→ **TEXTE DE LA PAGE**:

((

Brèves de l’IRAMIS n° 344 (Mai 2025)

Brèves de l’IRAMIS n° 344 (Mai 2025)

Sommaire :

  • Lidyl : Suivi de la dynamique d’un vortex magnétique par dichroïsme magnétique hélicoïdal
  • Brèves des labos / SPEC partenaire de deux projets Horizon Europe – Doctoral Network 2024
  • Jeune chercheur / SPEC/SPHYNX : Julie Meunier, « Transport par un écoulement tourbillonnaire : de l’équation de Navier-Stokes 2D à la turbulence océanique »
  • Brèves des labos / IRAMIS-LIDYL : Programme DRF « Audace ! », lancement du projet « Intrication Attoseconde » – IntriqAtto

Actualité scientifique

Mauro Fanciulli : tél. 01.69.08.19.40,

Le stockage de données sous forme magnétique ainsi que la réalisation de capteurs magnétiques ultra sensibles stimulent la recherche de nouvelles méthodes de mesure et contrôle de la dynamique de l’aimantation au sein des micro et nanostructures de matériaux magnétiques. Une de ces méthodes est la mesure de dichroïsme magnétique circulaire (MCD) à l’aide d’un faisceau laser polarisé circulairement, ou porteur d’un moment angulaire de spin.

Une autre forme de dichroïsme existe, dit magnétique hélicoïdal (sigle anglais : MHD) et lié au moment angulaire orbital ℓ (OAM) porté par l’impulsion laser. Celui-ci a déjà été confirmé expérimentalement par une preuve de concept en 2022 : lorsqu’un faisceau de lumière UV porteur d’OAM est réfléchi par une structure magnétique présentant des vortex avec un sens de rotation droite ou gauche, la différence de profil de la lumière diffusée pour les 2 sens de rotation d’aimantation fournit une image dichroïque du vortex. L’image présente également des symétries, fonction de la valeur de ℓ.

))

→ **DONNÉES DISPONIBLES**:
((

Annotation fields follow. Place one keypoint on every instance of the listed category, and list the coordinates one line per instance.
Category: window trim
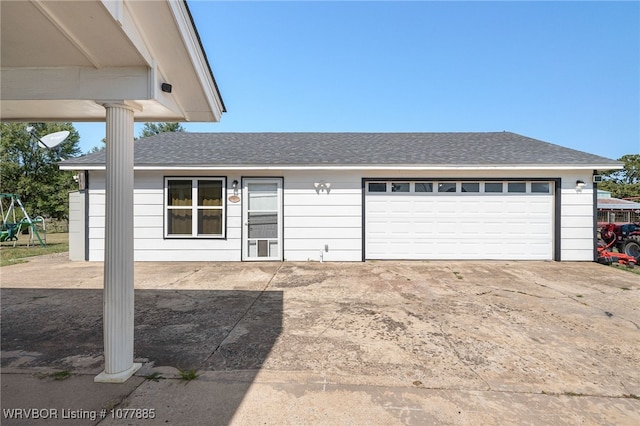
(195, 208)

))

→ **OBJECTIF**: Relève tous les sigles écrits entre parenthèses dans le texte de la page. Les données n'ont aucun lien avec le texte de la page.

→ **RÉPONSE ATTENDUE**: MCD, MHD, OAM